▶ _The tasks_
1. Reproduce the part of the wind farm passage starting at "ALJ Ebke addresses" and ending at "are at risk.".
2. Answer these questions from the wind farm passage, one per line:
(a) What tip speed does the passage give for the propeller style wind turbine?
(b) Which wind farm does the passage say is located in California condor habitat?
(c) Who does the passage say must bear the costs and risks of mortality?

▶ _Given text_

** start **

But raptor specialist Jim Wiegand asserts otherwise in his editorial this week:
The scientific community is very aware that each year thousands of vultures of every type are slaughtered by prop wind turbines across the world. The high numbers of dead vultures clearly indicates that these slow flying gliders are not at all able to “skillfully” avoid the 220 mph tip speed of the propeller style wind turbine.
As for having no suitable habitat on the wind site …the Manzana Wind Farm is located in California condor Habitat. In the project’s EIR, very important and very obvious information was omitted about this condor habitat. The report failed to disclose the larger mammal (wild pig, elk, deer, cattle) populations in the upper portion of this wind farm that are food sources for the condor. Instead, the EIR concluded the habitat to be unsuitable for condors despite these well-known food sources on the upper PDV wind site.
ALJ Ebke addresses the seriousness of condor mortality in her decision, but limits the discussion to the risk to ratepayers in the event of project shutdowns or other operational adjustments should there be a loss. We may argue about her emphasis, but the point is clear: the risk to endangered species is very real and the costs/risks of mortality must be borne by the project owner, not the public. The same position is warranted in states across the U.S. where endangered species are at risk.

** end **

▶ _Data supplied_
** start **

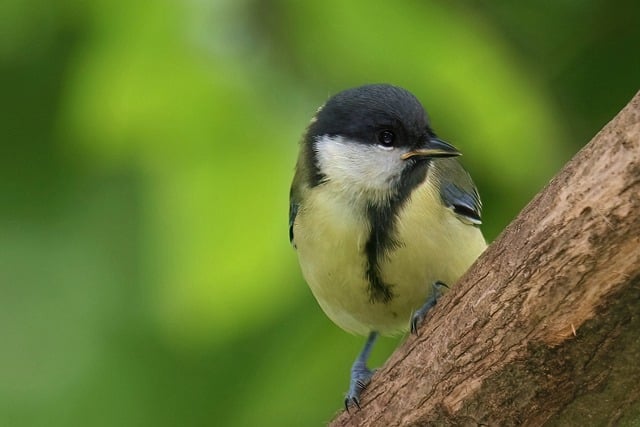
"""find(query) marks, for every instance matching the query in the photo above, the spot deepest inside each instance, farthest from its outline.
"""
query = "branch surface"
(545, 326)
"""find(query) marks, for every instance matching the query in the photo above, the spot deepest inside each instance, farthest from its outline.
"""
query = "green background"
(147, 148)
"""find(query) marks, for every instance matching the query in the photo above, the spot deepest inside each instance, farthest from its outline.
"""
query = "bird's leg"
(360, 374)
(418, 315)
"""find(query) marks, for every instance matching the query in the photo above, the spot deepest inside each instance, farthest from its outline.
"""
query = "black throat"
(383, 222)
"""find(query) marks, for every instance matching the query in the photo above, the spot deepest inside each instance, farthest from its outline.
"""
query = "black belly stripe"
(382, 238)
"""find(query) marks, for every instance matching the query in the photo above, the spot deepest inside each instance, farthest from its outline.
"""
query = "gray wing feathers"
(458, 191)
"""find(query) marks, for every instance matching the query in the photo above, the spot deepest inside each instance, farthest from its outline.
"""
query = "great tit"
(382, 215)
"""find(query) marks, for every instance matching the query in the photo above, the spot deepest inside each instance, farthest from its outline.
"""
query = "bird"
(382, 216)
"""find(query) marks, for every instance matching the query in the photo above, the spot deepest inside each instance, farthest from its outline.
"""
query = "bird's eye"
(386, 138)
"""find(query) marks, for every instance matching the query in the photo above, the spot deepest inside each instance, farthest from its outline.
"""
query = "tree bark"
(545, 326)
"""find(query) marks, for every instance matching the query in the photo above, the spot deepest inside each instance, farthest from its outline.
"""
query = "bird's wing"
(458, 191)
(293, 211)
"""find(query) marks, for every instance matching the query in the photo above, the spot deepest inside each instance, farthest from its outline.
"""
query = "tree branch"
(545, 327)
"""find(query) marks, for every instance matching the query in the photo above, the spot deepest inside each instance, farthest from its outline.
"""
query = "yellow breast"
(331, 233)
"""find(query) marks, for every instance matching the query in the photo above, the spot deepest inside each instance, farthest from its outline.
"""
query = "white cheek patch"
(361, 168)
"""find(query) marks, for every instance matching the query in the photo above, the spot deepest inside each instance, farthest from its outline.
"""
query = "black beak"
(434, 148)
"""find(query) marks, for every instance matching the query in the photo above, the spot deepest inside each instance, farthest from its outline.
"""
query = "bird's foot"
(360, 379)
(418, 315)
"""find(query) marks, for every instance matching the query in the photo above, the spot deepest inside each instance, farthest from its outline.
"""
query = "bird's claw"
(360, 379)
(418, 315)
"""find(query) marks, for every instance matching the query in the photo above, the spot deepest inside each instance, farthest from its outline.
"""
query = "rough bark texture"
(545, 327)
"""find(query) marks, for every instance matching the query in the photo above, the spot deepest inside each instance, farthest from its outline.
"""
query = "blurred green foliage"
(147, 150)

** end **

▶ _Answers for the exercise_
1.
ALJ Ebke addresses the seriousness of condor mortality in her decision, but limits the discussion to the risk to ratepayers in the event of project shutdowns or other operational adjustments should there be a loss. We may argue about her emphasis, but the point is clear: the risk to endangered species is very real and the costs/risks of mortality must be borne by the project owner, not the public. The same position is warranted in states across the U.S. where endangered species are at risk.

2.
(a) 220 mph
(b) The Manzana Wind Farm
(c) The project owner, not the public